■ **WORK INSTRUCTIONS**: Of the entries below, return only those lines from the line with "Target: blue sign" to the line with "Target: beige building", exactly, both included.

Start of INFORMATION GIVEN

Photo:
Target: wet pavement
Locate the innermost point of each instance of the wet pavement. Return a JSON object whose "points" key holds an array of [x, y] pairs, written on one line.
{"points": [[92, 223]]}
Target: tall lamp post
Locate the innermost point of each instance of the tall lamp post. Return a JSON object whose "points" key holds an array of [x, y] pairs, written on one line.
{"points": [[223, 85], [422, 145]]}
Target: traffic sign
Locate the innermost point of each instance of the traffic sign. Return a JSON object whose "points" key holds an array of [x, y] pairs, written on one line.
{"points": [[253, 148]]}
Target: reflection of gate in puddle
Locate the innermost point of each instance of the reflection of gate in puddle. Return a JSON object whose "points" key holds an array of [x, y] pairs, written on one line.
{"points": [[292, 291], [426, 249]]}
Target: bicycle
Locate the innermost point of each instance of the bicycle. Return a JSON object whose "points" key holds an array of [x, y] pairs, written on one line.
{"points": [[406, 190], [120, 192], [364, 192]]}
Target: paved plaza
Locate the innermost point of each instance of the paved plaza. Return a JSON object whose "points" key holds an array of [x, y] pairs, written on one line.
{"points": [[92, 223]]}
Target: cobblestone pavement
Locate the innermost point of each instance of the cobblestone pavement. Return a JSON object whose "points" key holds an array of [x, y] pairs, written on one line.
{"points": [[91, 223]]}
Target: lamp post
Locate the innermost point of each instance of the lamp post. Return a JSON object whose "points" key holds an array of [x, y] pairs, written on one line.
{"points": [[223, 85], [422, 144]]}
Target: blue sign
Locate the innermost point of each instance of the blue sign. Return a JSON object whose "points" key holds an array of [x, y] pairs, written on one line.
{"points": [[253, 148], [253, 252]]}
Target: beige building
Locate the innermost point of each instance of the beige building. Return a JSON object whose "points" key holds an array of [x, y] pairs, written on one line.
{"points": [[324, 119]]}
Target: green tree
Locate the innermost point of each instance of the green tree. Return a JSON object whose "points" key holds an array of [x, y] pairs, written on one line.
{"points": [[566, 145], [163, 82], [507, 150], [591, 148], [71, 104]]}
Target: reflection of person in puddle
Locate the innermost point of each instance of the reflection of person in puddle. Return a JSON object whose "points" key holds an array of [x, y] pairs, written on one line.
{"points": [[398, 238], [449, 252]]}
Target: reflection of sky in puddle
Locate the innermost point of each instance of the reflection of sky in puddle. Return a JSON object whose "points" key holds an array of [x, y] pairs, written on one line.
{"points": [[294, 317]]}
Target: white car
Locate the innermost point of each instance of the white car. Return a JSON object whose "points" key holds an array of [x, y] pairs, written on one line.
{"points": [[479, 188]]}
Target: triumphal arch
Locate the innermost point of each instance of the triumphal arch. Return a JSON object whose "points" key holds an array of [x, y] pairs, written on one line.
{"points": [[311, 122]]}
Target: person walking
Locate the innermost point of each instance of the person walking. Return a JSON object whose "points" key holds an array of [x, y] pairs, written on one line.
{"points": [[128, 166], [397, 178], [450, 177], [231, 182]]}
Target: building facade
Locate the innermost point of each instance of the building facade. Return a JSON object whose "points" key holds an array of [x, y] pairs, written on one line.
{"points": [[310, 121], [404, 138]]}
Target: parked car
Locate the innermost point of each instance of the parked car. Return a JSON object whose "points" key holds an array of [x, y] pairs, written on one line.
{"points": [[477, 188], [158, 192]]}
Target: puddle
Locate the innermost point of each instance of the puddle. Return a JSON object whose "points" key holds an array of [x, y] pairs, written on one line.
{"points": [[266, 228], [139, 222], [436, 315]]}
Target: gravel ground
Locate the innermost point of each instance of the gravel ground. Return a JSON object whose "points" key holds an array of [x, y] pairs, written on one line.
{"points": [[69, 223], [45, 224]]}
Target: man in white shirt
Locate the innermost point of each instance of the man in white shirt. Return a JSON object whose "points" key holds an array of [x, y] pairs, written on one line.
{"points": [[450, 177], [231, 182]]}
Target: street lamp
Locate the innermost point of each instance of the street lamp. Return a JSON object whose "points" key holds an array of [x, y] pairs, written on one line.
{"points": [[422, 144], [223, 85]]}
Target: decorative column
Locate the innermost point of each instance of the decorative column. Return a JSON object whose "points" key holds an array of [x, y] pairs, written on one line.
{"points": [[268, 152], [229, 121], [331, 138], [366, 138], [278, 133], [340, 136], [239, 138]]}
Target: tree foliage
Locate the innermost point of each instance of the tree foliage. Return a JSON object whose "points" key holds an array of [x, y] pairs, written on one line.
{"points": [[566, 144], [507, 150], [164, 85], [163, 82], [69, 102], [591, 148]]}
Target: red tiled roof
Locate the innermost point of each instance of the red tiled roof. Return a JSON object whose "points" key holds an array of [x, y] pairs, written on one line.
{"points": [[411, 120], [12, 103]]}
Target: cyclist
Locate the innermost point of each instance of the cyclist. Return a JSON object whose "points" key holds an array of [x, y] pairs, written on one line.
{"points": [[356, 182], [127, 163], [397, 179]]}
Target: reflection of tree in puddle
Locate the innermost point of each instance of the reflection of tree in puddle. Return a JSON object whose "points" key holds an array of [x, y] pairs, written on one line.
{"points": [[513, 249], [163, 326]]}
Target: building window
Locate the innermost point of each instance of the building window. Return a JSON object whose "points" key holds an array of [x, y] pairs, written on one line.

End of INFORMATION GIVEN

■ **SOLUTION TO THIS TASK**:
Target: blue sign
Locate the innermost point of each instance of the blue sign. Return a JSON object whose "points" key holds an array of [x, y] pairs, written on one line.
{"points": [[253, 148], [253, 252]]}
Target: beige building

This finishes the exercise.